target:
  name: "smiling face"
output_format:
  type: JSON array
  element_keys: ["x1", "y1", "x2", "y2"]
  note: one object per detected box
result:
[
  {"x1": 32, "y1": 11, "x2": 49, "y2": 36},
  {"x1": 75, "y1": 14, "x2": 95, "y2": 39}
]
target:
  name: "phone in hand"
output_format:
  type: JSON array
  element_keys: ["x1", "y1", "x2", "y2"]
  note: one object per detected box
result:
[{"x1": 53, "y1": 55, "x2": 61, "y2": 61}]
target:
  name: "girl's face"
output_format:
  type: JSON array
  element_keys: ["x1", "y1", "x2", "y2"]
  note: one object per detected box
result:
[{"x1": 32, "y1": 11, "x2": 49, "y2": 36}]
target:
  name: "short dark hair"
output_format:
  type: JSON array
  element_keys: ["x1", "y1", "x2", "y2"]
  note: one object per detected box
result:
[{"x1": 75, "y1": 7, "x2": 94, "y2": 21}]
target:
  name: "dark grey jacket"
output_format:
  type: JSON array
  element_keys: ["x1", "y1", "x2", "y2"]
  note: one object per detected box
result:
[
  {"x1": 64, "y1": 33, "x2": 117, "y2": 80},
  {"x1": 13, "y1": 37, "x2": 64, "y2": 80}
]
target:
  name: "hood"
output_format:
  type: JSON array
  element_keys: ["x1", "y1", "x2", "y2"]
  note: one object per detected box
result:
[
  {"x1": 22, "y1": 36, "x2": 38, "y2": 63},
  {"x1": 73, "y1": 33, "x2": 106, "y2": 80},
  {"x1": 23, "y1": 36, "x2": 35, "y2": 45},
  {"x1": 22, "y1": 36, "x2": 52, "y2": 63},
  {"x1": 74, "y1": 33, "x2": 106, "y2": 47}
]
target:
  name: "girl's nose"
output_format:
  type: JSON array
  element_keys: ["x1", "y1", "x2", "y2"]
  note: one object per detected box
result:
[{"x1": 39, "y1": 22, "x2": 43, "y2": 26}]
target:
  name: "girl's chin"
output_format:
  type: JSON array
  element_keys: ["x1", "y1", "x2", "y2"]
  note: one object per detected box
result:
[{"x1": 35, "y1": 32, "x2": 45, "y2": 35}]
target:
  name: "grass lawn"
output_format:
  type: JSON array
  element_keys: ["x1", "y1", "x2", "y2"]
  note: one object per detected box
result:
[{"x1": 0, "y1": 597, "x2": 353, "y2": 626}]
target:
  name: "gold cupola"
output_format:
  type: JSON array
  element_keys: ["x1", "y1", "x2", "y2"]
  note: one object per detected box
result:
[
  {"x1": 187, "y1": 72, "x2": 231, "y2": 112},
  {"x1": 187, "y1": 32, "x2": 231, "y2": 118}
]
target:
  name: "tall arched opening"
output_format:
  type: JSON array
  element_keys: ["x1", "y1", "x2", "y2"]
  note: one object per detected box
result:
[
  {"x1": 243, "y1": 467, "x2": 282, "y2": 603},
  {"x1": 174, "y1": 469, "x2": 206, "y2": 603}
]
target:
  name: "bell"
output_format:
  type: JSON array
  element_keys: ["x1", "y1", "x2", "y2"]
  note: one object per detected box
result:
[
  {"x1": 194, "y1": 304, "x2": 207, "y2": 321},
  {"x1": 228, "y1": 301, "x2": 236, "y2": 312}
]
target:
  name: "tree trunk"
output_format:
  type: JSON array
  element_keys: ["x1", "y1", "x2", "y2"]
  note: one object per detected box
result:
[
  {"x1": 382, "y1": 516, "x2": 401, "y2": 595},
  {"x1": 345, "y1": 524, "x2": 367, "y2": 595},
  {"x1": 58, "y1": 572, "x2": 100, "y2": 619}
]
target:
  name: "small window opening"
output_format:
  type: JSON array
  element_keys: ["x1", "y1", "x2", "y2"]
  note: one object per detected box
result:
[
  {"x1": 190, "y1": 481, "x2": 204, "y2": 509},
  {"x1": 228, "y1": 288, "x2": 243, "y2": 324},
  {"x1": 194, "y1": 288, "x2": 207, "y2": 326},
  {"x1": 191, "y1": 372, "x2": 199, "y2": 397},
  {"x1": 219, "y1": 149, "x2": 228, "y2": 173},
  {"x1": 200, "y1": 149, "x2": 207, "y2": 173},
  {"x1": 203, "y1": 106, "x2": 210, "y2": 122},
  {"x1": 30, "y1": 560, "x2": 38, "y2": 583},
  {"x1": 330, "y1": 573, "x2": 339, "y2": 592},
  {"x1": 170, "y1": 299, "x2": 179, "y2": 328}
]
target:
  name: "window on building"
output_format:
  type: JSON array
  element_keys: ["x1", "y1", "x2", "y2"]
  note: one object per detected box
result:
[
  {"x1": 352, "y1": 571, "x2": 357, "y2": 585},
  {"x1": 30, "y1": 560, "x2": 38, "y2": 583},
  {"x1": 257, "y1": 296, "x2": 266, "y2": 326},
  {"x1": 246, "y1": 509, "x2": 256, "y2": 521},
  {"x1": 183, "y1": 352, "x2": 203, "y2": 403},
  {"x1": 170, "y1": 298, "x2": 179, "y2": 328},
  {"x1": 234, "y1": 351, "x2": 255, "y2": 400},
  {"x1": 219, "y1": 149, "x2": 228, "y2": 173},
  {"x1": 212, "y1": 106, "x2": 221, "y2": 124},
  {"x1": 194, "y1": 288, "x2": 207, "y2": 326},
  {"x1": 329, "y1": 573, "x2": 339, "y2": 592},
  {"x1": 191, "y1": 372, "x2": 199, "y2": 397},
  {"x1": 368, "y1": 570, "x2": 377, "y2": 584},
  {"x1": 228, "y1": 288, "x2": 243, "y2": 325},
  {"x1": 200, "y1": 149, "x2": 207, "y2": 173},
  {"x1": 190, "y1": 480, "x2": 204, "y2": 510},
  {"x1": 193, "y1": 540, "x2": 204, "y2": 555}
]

• • •

Task directions: Your answer should contain every entry, transcribed exactly.

Expected answer:
target:
  name: "smiling face"
output_format:
  type: JSON array
  element_keys: ["x1", "y1", "x2", "y2"]
  note: one object per detected box
result:
[
  {"x1": 32, "y1": 11, "x2": 49, "y2": 36},
  {"x1": 75, "y1": 14, "x2": 95, "y2": 39}
]
target:
  name: "phone in hand"
output_format:
  type: JSON array
  element_keys: ["x1", "y1", "x2", "y2"]
  note: one object per detected box
result:
[{"x1": 53, "y1": 55, "x2": 61, "y2": 61}]
target:
  name: "girl's face"
output_format:
  type: JSON array
  element_keys: ["x1", "y1", "x2", "y2"]
  note: one object per detected box
result:
[{"x1": 32, "y1": 11, "x2": 49, "y2": 36}]
target:
  name: "short dark hair"
output_format:
  type: JSON array
  element_keys: ["x1", "y1", "x2", "y2"]
  note: one object per detected box
result:
[{"x1": 75, "y1": 7, "x2": 94, "y2": 21}]
target:
  name: "dark grey jacket"
output_format:
  type: JSON array
  element_keys: ["x1", "y1", "x2", "y2"]
  note: one object per detected box
result:
[
  {"x1": 64, "y1": 33, "x2": 117, "y2": 80},
  {"x1": 13, "y1": 37, "x2": 64, "y2": 80}
]
target:
  name: "hood"
output_format:
  type: JSON array
  element_keys: ["x1", "y1", "x2", "y2"]
  note: one object per detected box
result:
[
  {"x1": 22, "y1": 36, "x2": 38, "y2": 63},
  {"x1": 73, "y1": 33, "x2": 106, "y2": 80},
  {"x1": 23, "y1": 36, "x2": 35, "y2": 45},
  {"x1": 22, "y1": 36, "x2": 52, "y2": 63},
  {"x1": 74, "y1": 33, "x2": 106, "y2": 47}
]
target:
  name: "girl's nose"
output_format:
  type: JSON array
  element_keys: ["x1", "y1", "x2", "y2"]
  note: one object per detected box
result:
[{"x1": 39, "y1": 22, "x2": 43, "y2": 26}]
target:
  name: "girl's chin"
output_format:
  type: JSON array
  element_keys: ["x1", "y1", "x2", "y2"]
  note: one object per detected box
result:
[{"x1": 35, "y1": 32, "x2": 45, "y2": 35}]
target:
  name: "grass lawn"
output_format:
  type: JSON array
  element_keys: ["x1", "y1", "x2", "y2"]
  note: one object per detected box
result:
[{"x1": 0, "y1": 597, "x2": 353, "y2": 626}]
target:
  name: "gold cupola"
output_format:
  type: JSON array
  element_keys: ["x1", "y1", "x2", "y2"]
  note: one object per detected box
result:
[
  {"x1": 187, "y1": 72, "x2": 231, "y2": 112},
  {"x1": 187, "y1": 32, "x2": 231, "y2": 118}
]
target:
  name: "tall arched opening"
output_format:
  type: JSON array
  element_keys: ["x1", "y1", "x2", "y2"]
  note: one object per detected box
result:
[
  {"x1": 243, "y1": 467, "x2": 282, "y2": 603},
  {"x1": 174, "y1": 469, "x2": 206, "y2": 603}
]
target:
  name: "bell"
output_format:
  type: JSON array
  element_keys: ["x1", "y1", "x2", "y2"]
  note: one object per detected box
result:
[
  {"x1": 194, "y1": 304, "x2": 207, "y2": 321},
  {"x1": 228, "y1": 301, "x2": 236, "y2": 312}
]
target:
  name: "tree trunk"
output_format:
  type: JSON array
  element_keys: ["x1", "y1", "x2", "y2"]
  note: one object per detected box
result:
[
  {"x1": 382, "y1": 516, "x2": 401, "y2": 595},
  {"x1": 345, "y1": 524, "x2": 367, "y2": 595},
  {"x1": 58, "y1": 572, "x2": 100, "y2": 619}
]
target:
  name: "small window opening"
output_format:
  type: JSON array
  element_keys: ["x1", "y1", "x2", "y2"]
  note: one object per detected box
result:
[
  {"x1": 190, "y1": 481, "x2": 204, "y2": 509},
  {"x1": 228, "y1": 288, "x2": 243, "y2": 324},
  {"x1": 194, "y1": 288, "x2": 207, "y2": 326},
  {"x1": 191, "y1": 372, "x2": 199, "y2": 397},
  {"x1": 219, "y1": 149, "x2": 228, "y2": 173},
  {"x1": 200, "y1": 149, "x2": 207, "y2": 173},
  {"x1": 203, "y1": 106, "x2": 210, "y2": 122},
  {"x1": 30, "y1": 560, "x2": 38, "y2": 583},
  {"x1": 330, "y1": 573, "x2": 339, "y2": 592},
  {"x1": 170, "y1": 299, "x2": 179, "y2": 328}
]
target:
  name: "window on building"
output_format:
  type: JSON array
  element_keys: ["x1", "y1", "x2", "y2"]
  note: one object per detected box
result:
[
  {"x1": 352, "y1": 571, "x2": 357, "y2": 585},
  {"x1": 30, "y1": 560, "x2": 38, "y2": 583},
  {"x1": 257, "y1": 296, "x2": 266, "y2": 326},
  {"x1": 246, "y1": 509, "x2": 256, "y2": 521},
  {"x1": 183, "y1": 352, "x2": 203, "y2": 403},
  {"x1": 170, "y1": 298, "x2": 179, "y2": 328},
  {"x1": 234, "y1": 351, "x2": 255, "y2": 400},
  {"x1": 219, "y1": 149, "x2": 228, "y2": 173},
  {"x1": 212, "y1": 106, "x2": 221, "y2": 124},
  {"x1": 194, "y1": 288, "x2": 207, "y2": 326},
  {"x1": 329, "y1": 573, "x2": 339, "y2": 592},
  {"x1": 191, "y1": 372, "x2": 199, "y2": 397},
  {"x1": 368, "y1": 570, "x2": 377, "y2": 584},
  {"x1": 228, "y1": 288, "x2": 243, "y2": 325},
  {"x1": 200, "y1": 149, "x2": 207, "y2": 173},
  {"x1": 190, "y1": 480, "x2": 204, "y2": 510},
  {"x1": 193, "y1": 540, "x2": 204, "y2": 555}
]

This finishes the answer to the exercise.